▶ THINGS TO DO
[1] List the scientific disciplines that the article about Turkey's first astronaut names as gaining from the mission.
[2] Repeat the part of the article about Turkey's first astronaut between "Kacir expressed that" and "future astronaut missions.", inclusive, word for word.

Turkey’s Tech Minister Lauds Beginning of New Era in Space for the Nation


Turkey marked a new chapter in its space science and technology journey as its first astronaut, Alper Gezeravci, returned from a mission to the International Space Station (ISS). Speaking at Gezeravci’s arrival ceremony, Turkey’s Industry and Technology Minister, Mehmet Fatih Kacir, highlighted the significance of the mission and how it marked the start of Turkey’s ambitious space exploration journey.

During his mission at the ISS, Gezeravci successfully completed 13 scientific experiments prepared by Turkish scientists. These experiments revolved around the impacts of microgravity on human health, physiology, and the immune system. The mission garnered substantial gains for Turkish scientists working across various disciplines, including biology, medicine, genetics, physics, and materials science.

Kacir expressed that the mission’s greatest achievement was its inspirational impact on Turkish youth and children, fostering self-confidence and interest in space exploration. The Minister also outlined Turkey’s future goals in space science and technology, emphasizing continuous research, international cooperation, and preparation for future astronaut missions.

Turkey aims to leverage the outcomes of this mission to further its space science research. Future plans include the establishment of a space technology development zone in Ankara, aimed at expanding Turkey’s share in the global space economy, which currently stands at $600 billion annually. The country also aims to maintain independent access to space programs, continue developing launch rockets, and establish a spaceport by 2030 through international cooperation.

Turkey’s lunar ambitions were also laid out, with plans to land a domestically designed and built spacecraft on the moon, propelled by a nationally developed system. The country also plans to achieve strategic gains in technological independence across defense and civilian sectors by realizing a regional positioning and timing system project.

Completing the Eastern Anatolia Observatory Project is another priority, which would give Turkey the most advanced telescope in its region. Turkey’s first astronaut, Gezeravci, echoed the country’s ambitious plans by stating that Turkey will earn its deserved share in space activities.

Gezeravci was part of the Axiom-3 Mission, alongside Italian, Spanish, and Swedish astronauts. The mission, launched from NASA’s Kennedy Space Center in Florida on a SpaceX Falcon 9 rocket, saw the crew carry out over 30 scientific experiments during their two-week stay at the ISS. The mission concluded successfully with a splashdown off the coast of Florida.

▶ GIVEN RECORDS
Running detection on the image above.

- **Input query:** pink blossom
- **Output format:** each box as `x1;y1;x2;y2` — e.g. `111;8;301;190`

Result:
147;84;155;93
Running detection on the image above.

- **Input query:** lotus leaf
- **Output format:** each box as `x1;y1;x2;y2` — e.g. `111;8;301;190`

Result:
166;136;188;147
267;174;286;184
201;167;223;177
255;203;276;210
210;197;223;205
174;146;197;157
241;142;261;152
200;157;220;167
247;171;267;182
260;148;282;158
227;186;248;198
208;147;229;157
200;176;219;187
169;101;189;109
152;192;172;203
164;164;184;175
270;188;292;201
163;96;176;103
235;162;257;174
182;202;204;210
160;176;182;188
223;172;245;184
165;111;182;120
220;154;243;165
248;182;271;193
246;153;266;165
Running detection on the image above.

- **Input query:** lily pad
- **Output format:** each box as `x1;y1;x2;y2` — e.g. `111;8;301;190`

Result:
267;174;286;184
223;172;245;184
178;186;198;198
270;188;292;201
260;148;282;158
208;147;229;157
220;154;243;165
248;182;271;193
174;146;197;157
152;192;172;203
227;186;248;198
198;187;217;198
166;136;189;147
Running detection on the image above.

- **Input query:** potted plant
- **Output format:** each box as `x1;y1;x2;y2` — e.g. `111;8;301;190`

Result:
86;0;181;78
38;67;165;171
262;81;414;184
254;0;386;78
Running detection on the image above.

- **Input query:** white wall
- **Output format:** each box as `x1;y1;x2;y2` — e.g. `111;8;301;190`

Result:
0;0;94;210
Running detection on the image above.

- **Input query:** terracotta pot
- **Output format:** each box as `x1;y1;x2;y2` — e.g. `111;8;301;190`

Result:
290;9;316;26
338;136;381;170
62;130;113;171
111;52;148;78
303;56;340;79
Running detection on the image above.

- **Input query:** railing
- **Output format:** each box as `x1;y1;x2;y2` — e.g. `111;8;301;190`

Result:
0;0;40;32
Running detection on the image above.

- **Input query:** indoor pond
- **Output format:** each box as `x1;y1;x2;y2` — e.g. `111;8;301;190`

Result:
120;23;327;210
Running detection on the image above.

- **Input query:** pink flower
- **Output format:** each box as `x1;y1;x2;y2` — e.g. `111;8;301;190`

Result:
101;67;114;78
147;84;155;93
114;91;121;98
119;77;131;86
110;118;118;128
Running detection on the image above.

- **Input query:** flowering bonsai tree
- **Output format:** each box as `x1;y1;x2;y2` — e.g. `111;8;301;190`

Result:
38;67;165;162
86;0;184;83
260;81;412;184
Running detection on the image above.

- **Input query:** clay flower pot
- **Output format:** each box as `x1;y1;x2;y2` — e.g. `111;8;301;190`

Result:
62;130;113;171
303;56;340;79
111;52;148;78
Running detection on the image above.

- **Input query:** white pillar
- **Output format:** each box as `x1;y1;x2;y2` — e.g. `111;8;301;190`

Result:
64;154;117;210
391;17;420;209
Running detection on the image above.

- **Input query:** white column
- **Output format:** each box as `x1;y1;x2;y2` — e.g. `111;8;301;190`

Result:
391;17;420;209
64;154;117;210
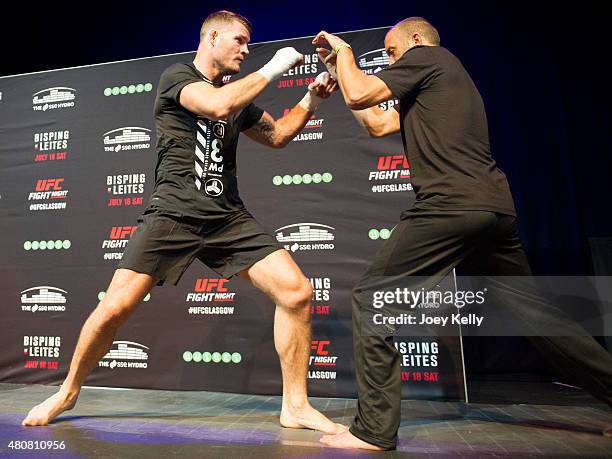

▶ ANSWERS BY TASK
[1] biology, medicine, genetics, physics, materials science

[2]
Kacir expressed that the mission’s greatest achievement was its inspirational impact on Turkish youth and children, fostering self-confidence and interest in space exploration. The Minister also outlined Turkey’s future goals in space science and technology, emphasizing continuous research, international cooperation, and preparation for future astronaut missions.